■ **BRIEF**
Produce an exact copy of all the data below, dropping every image.
----- DATA FOR THIS EXERCISE -----
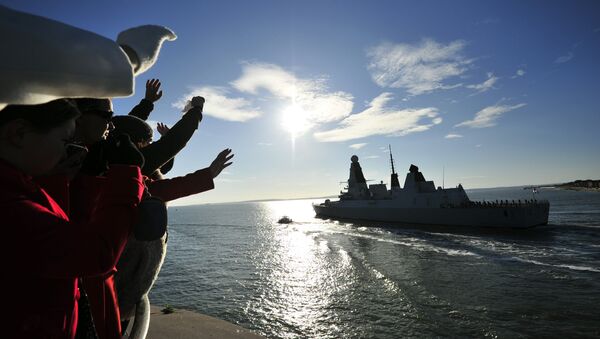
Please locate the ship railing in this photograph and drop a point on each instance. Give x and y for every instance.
(497, 204)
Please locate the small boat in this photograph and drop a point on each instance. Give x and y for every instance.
(285, 220)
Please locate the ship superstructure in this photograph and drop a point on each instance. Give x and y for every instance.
(420, 202)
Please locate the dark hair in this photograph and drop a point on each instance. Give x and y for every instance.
(42, 117)
(138, 129)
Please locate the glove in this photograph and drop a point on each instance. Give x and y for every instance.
(121, 151)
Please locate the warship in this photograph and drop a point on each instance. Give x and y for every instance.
(420, 202)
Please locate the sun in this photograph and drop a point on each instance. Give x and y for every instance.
(295, 120)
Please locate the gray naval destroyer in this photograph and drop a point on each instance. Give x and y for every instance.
(419, 202)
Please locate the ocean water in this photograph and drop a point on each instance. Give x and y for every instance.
(319, 278)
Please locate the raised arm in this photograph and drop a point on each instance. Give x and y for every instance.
(193, 183)
(158, 153)
(146, 105)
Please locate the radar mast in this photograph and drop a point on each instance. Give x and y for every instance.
(394, 178)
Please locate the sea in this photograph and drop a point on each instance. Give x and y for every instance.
(318, 278)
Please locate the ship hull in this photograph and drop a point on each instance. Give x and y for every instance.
(513, 216)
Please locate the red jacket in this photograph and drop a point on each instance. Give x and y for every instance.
(44, 253)
(81, 200)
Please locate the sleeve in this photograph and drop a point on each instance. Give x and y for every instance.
(57, 186)
(58, 248)
(164, 169)
(158, 153)
(179, 187)
(143, 109)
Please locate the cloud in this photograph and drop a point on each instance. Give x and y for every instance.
(358, 146)
(311, 96)
(488, 21)
(519, 73)
(564, 58)
(486, 85)
(419, 68)
(380, 119)
(487, 117)
(220, 106)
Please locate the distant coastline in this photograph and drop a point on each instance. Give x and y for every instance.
(587, 185)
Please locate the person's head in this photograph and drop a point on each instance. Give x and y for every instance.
(138, 130)
(33, 137)
(94, 123)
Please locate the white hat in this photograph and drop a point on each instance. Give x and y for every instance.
(43, 59)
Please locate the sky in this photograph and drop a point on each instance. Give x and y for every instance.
(482, 93)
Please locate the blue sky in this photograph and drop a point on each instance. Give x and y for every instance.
(497, 93)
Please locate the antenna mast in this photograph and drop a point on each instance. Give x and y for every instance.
(394, 177)
(391, 159)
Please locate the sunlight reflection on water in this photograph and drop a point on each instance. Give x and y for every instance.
(317, 278)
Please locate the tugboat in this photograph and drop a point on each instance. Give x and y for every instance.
(285, 220)
(419, 202)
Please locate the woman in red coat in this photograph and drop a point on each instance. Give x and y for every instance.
(44, 253)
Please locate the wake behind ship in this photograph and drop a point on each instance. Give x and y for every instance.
(419, 202)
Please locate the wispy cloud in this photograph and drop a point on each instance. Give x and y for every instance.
(486, 85)
(564, 58)
(419, 68)
(519, 73)
(358, 146)
(311, 96)
(487, 117)
(220, 106)
(381, 119)
(488, 21)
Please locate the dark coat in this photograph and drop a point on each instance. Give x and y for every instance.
(44, 252)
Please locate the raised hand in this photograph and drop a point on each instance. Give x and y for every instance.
(221, 162)
(153, 92)
(162, 128)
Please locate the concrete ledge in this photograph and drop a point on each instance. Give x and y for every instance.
(187, 324)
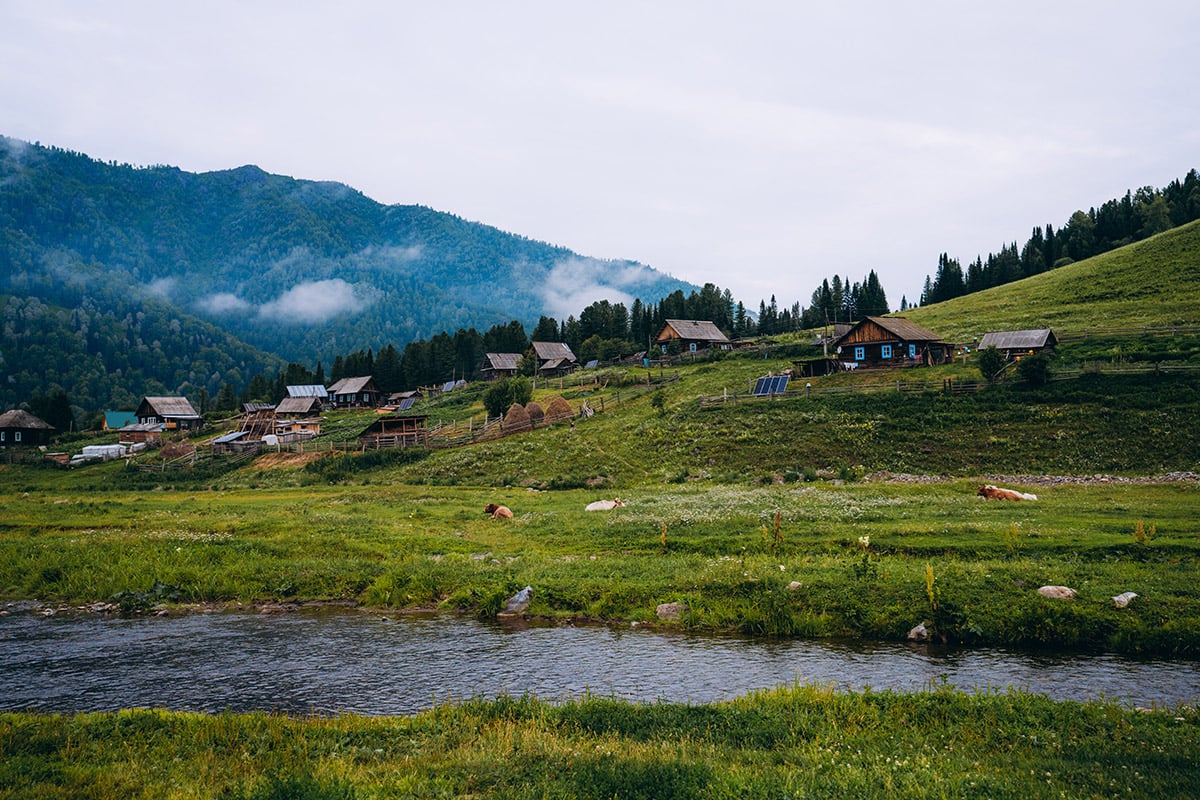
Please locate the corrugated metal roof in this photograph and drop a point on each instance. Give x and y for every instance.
(697, 330)
(1032, 340)
(549, 350)
(19, 419)
(503, 361)
(172, 407)
(311, 390)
-----
■ **RESPONSE BELOW**
Please locate the ship railing in this photograph and drop a point on each instance. Give x and y for every instance.
(497, 204)
Please locate the small boat in this photograph and drop a point on each instance. Give x and y for every instance.
(285, 220)
Please locate the ship superstructure in this photograph and drop a point on each instance. Give x and y for every instance.
(420, 202)
Please locate the dark hair in this photograph and drop a point on each instance. Give x and y for every instance.
(42, 117)
(138, 129)
Please locate the glove in this photograph and drop a point on each instance. Give x and y for every instance.
(121, 151)
Please locate the warship in this photograph and drop a point on each instance. Give x and y for every instance.
(420, 202)
Please locate the sun in this photograph and drop a point on each instance. Give x and y for every instance.
(295, 120)
Please locate the gray naval destroyer in this photograph and drop a point on each instance. Give x and y for every instance.
(419, 202)
Please locate the ocean water in this photograph and drop a point on each instance. Give x and y for every instance.
(319, 278)
Please locate the raised arm in this photograph and drop a point on each instance. Give x and y for every instance.
(193, 183)
(158, 153)
(146, 105)
Please locate the radar mast in this photograph and drop a point on each instance. Give x and y for every instance.
(394, 178)
Please locate the sea in this photograph and drop a point on each instance. Give x and y for every instance.
(318, 278)
Please locate the ship hull in this photograph and drop a point on each instance. Give x and y for every instance.
(513, 216)
Please locate the red jacket in this photograph and drop a point on each instance. Give x and y for every instance.
(44, 253)
(81, 200)
Please locate the sleeve in this photograph and drop a point on each instance. Give x and y for every instance.
(57, 186)
(58, 248)
(164, 169)
(158, 153)
(179, 187)
(143, 109)
Please locate the cloud in this photograph and drop a point on each instance. Give x and y for every instance.
(358, 146)
(311, 96)
(488, 21)
(519, 73)
(564, 58)
(486, 85)
(419, 68)
(380, 119)
(487, 117)
(220, 106)
Please locate the distant coastline in this photograph and drop a point on each instance. Give x and y for every instance.
(587, 185)
Please locate the person's head in this photograph and drop a point on each instance. Give x and y for every instance.
(138, 130)
(33, 137)
(94, 123)
Please locate the white hat in this photograph and drop a point on each instance. Give x and y for every instance.
(43, 59)
Please locate the sky in this photograph and drop a point on each instance. Give x and y for every instance.
(482, 93)
Please locate the blue sky in this photograph and drop a point on each instance. Give x and y for every instance.
(497, 93)
Please locate the antenna mast in this photograph and drop a point on each instance. Give x and y for every instance.
(394, 177)
(391, 159)
Please locate the sunlight reflection on water in this photograph and drop a point on each instance. Give x and y for every instance.
(317, 278)
Please locate the tugboat in this photograph and drop a point on each instance. Give x and y for every instance.
(285, 220)
(419, 202)
Please locate the woman in red coat in this photograph and drop a point on each instance. Give x and y for every instance.
(44, 253)
Please locate the wake behind ship in this photograph and drop a point on each instance. Give x and y for every instance.
(419, 202)
Please locate the wispy cloud in this photograph and drop a point on each instance. Give x and y for every instance.
(486, 85)
(564, 58)
(419, 68)
(519, 73)
(358, 146)
(311, 96)
(487, 117)
(220, 106)
(381, 119)
(488, 21)
Please locate the dark coat in this photograph and drop a point on each instance. Give x and y for every instance.
(44, 252)
Please locate the raised hand in this photograph and drop a point on each instance. Give x and y for every instance.
(221, 162)
(153, 92)
(162, 128)
Please locate the concrete ledge in this photograph and drop a point on each instance. Give x and y for every instance.
(187, 324)
Please locate the corrugated metal roof in this photograph and drop a point on each instance. Give x and y for every instance.
(697, 330)
(1032, 340)
(549, 350)
(19, 419)
(503, 361)
(172, 407)
(311, 390)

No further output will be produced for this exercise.